[Begin Provided passage]
In this work, we developed a disposable ERGO-modified MWCNT carton paste microelectrode (ERGO/MWCNTPE) using a simple and controllable electrodeposition method for the simultaneous detection of CC and HQ. The sensitivity and selectivity of the sensor were enhanced due to the synergistic interaction of MWCNT and ERGO on the surface of the modified electrode. Scheme 1 describes the preparation of the ERGO/MWCNTPE and the electrochemical affect of CC and HQ on the electrode. The electrochemical sensor was characterized, and its performance in detecting CC and HQ was also investigated. The results showed that the ERGO/MWCNTPE exhibited good electrocatalytic performance for the redox reactions of CC and HQ. It was effective in the determination of CC and HQ in tap water samples and urine samples with satisfactory results.

2. Results and Discussion

2.1. Electrochemical Reduction of Graphene Oxide

To improve the conductivity and electrocatalytic properties of the electrodes, graphene oxide was electrochemically reduced. As shown in Figure 1, ERGO was generated by reducing the oxygen groups on the GO film using cyclic voltammetry, which involved applying a high negative potential ranging from 0 V to −1.7 V. The cathodic peak I within the first cycle, which had the largest current signal at a potential of −1.1 V, suggests that the process of GO reduction was almost complete [25,41]. In the subsequent cycles, the remaining reactive oxygen groups on the GO surface were gradually reduced, corresponding to peak II. Only a small portion of the oxygen-containing groups was retained to improve the adsorption of CC and HQ.

2.2. Morphological and Structural Characterization of Different Electrodes

The morphology of the different electrode surfaces was characterized via scanning electron microscopy (SEM). As shown in Figure 2A, numerous striped MWCNTs were observed on the electrode surface, indicating that the MWCNTs mixed with paraffin oil were compact. Figure 2B shows that the MWCNTs were completely obscured by a large number of bulging ERGO flakes, indicating that the effective area of the electrode was expanded, thereby improving the enrichment of HQ and CC.

The structures of ERGO and GO were characterized using XPS and Raman spectroscopy. As shown in Figure 3A,B, the intensity of the C1s peaks corresponding to oxygen-bound carbon atoms in ERGO was significantly reduced compared to GO, indicating that the electrochemical reduction was relatively thorough and most of the oxygen-containing groups were removed. To further understand the electronic properties of graphite, GO, and ERGO, Raman spectra were analyzed (Figure 3C). The G peak corresponds to the in-plane vibration of the E₂g symmetric mode of carbon–carbon bonding in graphite crystals, and its presence indicates higher crystal quality. The D peak originates from the vibration of the A₁g symmetric mode due to lattice defects or the irregular arrangement of carbon atoms, with a stronger D peak indicating greater structural defects [42]. Therefore, the defects in graphite, GO, and ERGO increase sequentially, suggesting that the electrochemical reduction of GO further increases the structural defects resulting from graphite oxidation.
[End Provided passage]
◆ What you need to do ◆
- a) In the electrode passage, what potential range was applied during cyclic voltammetry to reduce the GO film?
- b) Please restate part of the electrode passage word for word, beginning at the words "In this work, we" and stopping after the words "with satisfactory results.".
- c) Proceed with the electrode passage, picking up after its last sentence.
[Begin Data provided]
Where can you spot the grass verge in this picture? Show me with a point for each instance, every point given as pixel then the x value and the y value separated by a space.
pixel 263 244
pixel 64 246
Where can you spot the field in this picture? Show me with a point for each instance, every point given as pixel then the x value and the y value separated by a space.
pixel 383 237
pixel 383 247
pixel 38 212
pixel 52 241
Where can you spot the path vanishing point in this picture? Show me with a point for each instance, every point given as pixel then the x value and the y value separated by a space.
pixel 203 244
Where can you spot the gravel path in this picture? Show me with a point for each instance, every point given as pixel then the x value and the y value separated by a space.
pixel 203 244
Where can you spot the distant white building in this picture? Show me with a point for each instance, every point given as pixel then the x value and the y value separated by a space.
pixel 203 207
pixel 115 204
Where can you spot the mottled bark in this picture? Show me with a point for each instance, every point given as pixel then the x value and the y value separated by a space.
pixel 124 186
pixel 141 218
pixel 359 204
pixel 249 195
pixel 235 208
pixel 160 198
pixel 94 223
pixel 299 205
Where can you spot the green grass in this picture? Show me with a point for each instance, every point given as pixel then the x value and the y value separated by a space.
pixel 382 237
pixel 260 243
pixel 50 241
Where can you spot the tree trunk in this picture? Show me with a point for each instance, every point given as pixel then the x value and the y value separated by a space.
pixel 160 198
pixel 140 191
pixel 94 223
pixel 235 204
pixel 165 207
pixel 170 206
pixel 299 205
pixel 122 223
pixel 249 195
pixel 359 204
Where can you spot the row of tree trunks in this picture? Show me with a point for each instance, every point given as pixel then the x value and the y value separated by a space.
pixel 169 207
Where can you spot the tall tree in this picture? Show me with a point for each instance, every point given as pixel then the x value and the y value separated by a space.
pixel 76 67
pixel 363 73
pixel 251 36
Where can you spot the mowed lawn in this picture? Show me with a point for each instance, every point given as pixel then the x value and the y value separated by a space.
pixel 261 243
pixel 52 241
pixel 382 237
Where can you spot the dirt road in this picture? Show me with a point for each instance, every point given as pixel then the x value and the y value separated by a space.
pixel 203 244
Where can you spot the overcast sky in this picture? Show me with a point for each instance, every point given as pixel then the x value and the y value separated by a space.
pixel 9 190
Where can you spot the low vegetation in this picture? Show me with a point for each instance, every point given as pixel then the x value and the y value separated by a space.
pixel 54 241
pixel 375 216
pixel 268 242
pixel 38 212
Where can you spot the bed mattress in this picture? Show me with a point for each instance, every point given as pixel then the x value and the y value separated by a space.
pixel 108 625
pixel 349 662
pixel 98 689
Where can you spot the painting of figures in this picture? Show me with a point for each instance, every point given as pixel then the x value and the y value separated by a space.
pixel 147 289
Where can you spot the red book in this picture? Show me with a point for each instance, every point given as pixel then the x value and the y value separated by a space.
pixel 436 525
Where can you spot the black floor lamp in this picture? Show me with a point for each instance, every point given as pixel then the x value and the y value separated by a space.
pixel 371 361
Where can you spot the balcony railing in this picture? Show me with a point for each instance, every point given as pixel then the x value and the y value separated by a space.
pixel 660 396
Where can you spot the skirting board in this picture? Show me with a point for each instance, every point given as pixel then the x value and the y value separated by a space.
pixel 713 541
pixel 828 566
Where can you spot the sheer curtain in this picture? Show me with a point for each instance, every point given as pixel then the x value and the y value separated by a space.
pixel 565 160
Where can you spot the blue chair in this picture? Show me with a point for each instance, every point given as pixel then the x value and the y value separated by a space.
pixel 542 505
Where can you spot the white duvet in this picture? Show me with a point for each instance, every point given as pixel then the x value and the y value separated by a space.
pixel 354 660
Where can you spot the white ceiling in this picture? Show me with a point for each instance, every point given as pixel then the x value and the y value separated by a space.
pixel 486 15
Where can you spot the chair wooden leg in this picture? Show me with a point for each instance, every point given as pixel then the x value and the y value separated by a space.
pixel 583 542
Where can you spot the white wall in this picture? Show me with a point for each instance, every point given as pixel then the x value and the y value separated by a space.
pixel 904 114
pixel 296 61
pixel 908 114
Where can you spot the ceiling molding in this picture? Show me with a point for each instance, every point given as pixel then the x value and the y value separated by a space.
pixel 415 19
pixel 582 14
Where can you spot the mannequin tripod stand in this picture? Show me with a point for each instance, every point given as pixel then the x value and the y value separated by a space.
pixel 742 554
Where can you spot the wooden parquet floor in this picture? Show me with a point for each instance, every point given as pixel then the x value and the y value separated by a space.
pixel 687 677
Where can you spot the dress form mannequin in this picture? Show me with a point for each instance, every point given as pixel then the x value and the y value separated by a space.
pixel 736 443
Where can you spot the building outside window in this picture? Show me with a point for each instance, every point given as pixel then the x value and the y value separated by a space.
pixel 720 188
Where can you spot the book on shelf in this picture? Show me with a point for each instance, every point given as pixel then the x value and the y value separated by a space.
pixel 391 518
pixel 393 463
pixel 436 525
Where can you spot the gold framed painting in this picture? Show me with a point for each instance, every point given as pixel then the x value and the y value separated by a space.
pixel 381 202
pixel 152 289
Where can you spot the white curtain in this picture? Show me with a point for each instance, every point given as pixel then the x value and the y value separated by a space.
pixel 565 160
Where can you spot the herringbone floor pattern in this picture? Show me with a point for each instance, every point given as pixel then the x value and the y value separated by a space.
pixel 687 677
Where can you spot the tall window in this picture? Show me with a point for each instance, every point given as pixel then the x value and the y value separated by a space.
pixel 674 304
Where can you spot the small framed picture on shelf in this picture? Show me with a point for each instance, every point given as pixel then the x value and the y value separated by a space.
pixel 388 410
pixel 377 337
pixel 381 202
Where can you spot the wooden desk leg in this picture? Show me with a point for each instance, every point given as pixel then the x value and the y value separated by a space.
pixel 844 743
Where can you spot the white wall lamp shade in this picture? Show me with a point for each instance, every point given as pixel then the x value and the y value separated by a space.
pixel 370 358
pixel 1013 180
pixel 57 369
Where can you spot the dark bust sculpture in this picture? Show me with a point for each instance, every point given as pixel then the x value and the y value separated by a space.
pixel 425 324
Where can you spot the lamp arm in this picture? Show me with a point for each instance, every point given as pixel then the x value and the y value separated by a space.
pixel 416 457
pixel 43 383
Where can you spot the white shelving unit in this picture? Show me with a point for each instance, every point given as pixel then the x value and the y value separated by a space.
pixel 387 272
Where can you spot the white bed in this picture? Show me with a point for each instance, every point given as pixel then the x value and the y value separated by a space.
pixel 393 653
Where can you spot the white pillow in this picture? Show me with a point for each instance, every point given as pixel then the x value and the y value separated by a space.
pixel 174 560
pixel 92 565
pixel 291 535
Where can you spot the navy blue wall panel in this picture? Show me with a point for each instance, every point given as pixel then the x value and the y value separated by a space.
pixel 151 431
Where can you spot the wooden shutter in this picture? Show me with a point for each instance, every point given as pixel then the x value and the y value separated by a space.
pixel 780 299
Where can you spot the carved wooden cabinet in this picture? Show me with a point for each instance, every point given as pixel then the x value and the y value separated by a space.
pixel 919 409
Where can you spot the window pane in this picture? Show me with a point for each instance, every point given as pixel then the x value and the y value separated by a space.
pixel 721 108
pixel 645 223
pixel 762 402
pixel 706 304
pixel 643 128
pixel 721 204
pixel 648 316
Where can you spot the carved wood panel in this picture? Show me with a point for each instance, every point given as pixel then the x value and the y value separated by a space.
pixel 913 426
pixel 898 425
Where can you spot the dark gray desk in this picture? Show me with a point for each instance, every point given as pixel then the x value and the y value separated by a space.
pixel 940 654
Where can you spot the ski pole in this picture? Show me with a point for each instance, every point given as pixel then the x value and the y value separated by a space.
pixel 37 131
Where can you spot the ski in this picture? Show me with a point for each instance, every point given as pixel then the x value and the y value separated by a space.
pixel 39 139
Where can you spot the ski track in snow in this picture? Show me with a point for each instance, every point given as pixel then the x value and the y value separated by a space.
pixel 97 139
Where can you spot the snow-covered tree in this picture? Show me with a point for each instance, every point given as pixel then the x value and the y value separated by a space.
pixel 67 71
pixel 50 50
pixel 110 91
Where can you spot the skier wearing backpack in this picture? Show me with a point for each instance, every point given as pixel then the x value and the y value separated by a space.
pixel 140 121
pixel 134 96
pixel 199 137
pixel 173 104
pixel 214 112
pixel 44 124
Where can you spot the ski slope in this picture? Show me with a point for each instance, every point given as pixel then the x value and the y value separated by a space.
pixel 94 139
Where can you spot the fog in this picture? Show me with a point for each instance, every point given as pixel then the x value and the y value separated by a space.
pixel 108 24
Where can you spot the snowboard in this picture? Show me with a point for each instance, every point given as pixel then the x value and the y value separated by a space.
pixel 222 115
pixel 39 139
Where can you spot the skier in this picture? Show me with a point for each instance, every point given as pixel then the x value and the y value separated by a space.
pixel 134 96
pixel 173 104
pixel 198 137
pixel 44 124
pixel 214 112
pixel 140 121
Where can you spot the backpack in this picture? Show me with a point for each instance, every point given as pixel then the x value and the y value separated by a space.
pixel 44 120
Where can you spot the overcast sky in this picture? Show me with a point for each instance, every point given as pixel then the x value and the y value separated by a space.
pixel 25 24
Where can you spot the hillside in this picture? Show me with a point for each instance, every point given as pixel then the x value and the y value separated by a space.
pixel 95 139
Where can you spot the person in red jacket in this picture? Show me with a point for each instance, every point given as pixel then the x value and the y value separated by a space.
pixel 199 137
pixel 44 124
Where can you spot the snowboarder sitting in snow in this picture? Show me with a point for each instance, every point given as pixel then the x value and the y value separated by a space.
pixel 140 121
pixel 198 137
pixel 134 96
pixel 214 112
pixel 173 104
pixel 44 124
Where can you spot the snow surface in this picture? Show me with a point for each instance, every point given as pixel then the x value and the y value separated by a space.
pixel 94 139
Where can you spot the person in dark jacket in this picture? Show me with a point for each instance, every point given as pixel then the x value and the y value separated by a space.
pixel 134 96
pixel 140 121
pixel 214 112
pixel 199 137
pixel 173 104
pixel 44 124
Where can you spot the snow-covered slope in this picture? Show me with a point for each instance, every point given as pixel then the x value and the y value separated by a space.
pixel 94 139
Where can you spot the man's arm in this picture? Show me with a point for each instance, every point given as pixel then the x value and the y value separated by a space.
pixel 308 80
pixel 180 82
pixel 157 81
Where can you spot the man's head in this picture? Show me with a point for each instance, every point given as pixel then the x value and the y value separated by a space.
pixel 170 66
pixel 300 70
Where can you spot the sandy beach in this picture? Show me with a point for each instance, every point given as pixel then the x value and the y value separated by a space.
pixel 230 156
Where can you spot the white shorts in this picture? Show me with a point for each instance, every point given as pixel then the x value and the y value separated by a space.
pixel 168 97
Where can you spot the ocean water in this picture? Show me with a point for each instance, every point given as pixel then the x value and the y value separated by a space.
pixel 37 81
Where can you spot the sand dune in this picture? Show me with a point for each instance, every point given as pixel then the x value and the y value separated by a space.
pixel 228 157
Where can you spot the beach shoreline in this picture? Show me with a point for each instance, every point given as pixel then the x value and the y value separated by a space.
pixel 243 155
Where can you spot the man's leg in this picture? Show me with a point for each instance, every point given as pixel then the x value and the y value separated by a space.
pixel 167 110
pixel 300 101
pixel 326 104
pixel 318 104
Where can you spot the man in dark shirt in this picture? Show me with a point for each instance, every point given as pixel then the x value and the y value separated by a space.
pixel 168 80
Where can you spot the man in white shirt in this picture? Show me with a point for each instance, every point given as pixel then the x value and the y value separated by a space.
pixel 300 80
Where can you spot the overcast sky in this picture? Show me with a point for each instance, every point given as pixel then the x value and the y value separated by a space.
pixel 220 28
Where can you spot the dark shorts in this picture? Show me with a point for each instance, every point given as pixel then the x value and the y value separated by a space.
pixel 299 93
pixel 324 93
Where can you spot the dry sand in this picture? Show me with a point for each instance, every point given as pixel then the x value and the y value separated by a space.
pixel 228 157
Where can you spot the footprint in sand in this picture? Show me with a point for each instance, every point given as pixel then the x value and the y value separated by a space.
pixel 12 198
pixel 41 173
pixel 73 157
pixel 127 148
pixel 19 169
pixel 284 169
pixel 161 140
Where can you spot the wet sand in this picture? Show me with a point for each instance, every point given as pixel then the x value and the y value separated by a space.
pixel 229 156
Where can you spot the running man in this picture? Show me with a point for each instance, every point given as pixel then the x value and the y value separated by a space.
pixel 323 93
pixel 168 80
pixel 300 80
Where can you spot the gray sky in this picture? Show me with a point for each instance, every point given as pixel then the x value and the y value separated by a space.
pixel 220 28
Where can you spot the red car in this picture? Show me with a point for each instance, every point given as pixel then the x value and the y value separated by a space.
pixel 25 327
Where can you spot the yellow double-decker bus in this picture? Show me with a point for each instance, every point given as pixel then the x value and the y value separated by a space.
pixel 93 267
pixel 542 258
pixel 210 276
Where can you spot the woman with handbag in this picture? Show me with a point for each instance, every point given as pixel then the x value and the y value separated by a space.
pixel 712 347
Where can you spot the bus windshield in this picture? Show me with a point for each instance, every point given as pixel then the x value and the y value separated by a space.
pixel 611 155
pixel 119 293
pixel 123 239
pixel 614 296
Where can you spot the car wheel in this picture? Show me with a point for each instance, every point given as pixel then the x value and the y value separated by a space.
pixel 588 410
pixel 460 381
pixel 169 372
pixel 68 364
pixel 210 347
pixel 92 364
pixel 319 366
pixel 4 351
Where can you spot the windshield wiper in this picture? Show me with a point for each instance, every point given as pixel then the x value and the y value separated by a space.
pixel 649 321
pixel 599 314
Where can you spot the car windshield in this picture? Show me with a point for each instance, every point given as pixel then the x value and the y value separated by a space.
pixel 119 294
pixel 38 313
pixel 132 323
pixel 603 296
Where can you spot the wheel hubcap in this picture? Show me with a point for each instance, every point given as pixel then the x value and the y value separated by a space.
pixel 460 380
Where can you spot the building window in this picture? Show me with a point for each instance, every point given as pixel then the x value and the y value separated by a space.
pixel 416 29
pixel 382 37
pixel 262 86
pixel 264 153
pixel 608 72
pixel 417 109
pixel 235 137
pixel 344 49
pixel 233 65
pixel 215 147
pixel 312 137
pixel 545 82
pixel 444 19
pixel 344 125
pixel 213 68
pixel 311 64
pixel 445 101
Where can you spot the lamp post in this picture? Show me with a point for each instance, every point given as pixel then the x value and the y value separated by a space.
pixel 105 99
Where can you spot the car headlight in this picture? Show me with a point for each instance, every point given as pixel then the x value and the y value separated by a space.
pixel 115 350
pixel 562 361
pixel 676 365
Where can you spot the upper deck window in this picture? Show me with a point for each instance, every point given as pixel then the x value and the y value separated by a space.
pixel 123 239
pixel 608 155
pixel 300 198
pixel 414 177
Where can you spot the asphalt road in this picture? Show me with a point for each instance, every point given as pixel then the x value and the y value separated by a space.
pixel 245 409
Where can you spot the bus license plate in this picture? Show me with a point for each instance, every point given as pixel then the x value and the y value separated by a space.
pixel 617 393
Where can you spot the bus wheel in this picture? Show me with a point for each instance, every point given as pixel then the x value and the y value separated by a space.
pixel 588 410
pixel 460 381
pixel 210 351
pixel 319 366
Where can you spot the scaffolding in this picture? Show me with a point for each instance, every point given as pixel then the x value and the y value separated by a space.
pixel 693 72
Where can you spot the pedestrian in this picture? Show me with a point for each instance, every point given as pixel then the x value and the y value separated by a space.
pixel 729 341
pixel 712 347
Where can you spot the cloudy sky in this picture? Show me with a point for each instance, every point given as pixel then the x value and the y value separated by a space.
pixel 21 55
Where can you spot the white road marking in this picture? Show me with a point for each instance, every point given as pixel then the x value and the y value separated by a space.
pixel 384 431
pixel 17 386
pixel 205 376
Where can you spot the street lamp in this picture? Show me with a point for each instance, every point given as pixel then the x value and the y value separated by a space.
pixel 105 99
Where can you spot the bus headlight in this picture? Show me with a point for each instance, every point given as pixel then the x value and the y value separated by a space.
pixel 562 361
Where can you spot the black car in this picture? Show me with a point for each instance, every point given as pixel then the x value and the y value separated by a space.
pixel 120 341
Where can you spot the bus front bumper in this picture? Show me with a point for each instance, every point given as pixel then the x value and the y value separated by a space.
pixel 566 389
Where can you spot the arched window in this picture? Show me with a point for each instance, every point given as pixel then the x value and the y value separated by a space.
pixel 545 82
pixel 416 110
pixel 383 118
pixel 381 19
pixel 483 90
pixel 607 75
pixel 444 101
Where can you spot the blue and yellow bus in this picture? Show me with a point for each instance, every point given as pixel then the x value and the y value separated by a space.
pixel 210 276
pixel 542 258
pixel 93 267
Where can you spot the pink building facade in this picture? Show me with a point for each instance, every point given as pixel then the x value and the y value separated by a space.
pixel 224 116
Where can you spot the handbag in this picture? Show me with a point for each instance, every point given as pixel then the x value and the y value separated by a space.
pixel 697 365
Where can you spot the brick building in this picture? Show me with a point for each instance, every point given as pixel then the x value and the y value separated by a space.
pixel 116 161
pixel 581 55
[End Data provided]
◆ Per-task answers ◆
- a) From 0 V to −1.7 V.

- b)
In this work, we developed a disposable ERGO-modified MWCNT carton paste microelectrode (ERGO/MWCNTPE) using a simple and controllable electrodeposition method for the simultaneous detection of CC and HQ. The sensitivity and selectivity of the sensor were enhanced due to the synergistic interaction of MWCNT and ERGO on the surface of the modified electrode. Scheme 1 describes the preparation of the ERGO/MWCNTPE and the electrochemical affect of CC and HQ on the electrode. The electrochemical sensor was characterized, and its performance in detecting CC and HQ was also investigated. The results showed that the ERGO/MWCNTPE exhibited good electrocatalytic performance for the redox reactions of CC and HQ. It was effective in the determination of CC and HQ in tap water samples and urine samples with satisfactory results.

- c)
2.3. Electrochemical Behavior of the Modified Electrode

Cyclic voltammetry (CV) is an electrochemical technique used to measure the current response of a redox-active solution to a linearly cycled potential sweep using a potentiostat. It is a useful method for quickly obtaining information about the kinetics of electron transfer reactions. Using [Fe(CN)₆]^3−/4− as a probe, cyclic voltammetry was applied to investigate the electrochemical properties of different electrodes. As shown in Figure 4A, only a weak redox peak was observed on the bare MWCNTPE (solid line). However, following modification with ERGO, the redox current increased significantly (dashed line). This change is attributed to the excellent electrical conductivity, large active area, and residual oxygen functional groups of the ERGO films [43,44].

Electrochemical impedance spectroscopy (EIS) was further used to investigate the interface properties of the electrode surfaces. In a typical Nyquist plot, the EIS curve consists of two parts. One is a semicircle in the high-frequency region, which is usually controlled by diffusion. The other is a straight line in the low-frequency region, which is related to electron transfer resistance. The diameter of the semicircle is positively correlated with electron transfer resistance [45]. In Figure 4B, [Fe(CN)₆]^3−/4− was used as a redox probe to study the surface characteristics of different electrodes. The semicircle diameter of the bare MWCNTPE is larger than that of the ERGO/MWCNTPE, which indicates that the electrical conductivity of the ERGO/MWCNTPE is better. This finding is attributed to the excellent electrical conductivity of both MWCNTs and ERGO. The results are consistent with the CV curves, which further proved that ERGO-MWCNTs effectively improve electrical conductivity and accelerate electron transfer.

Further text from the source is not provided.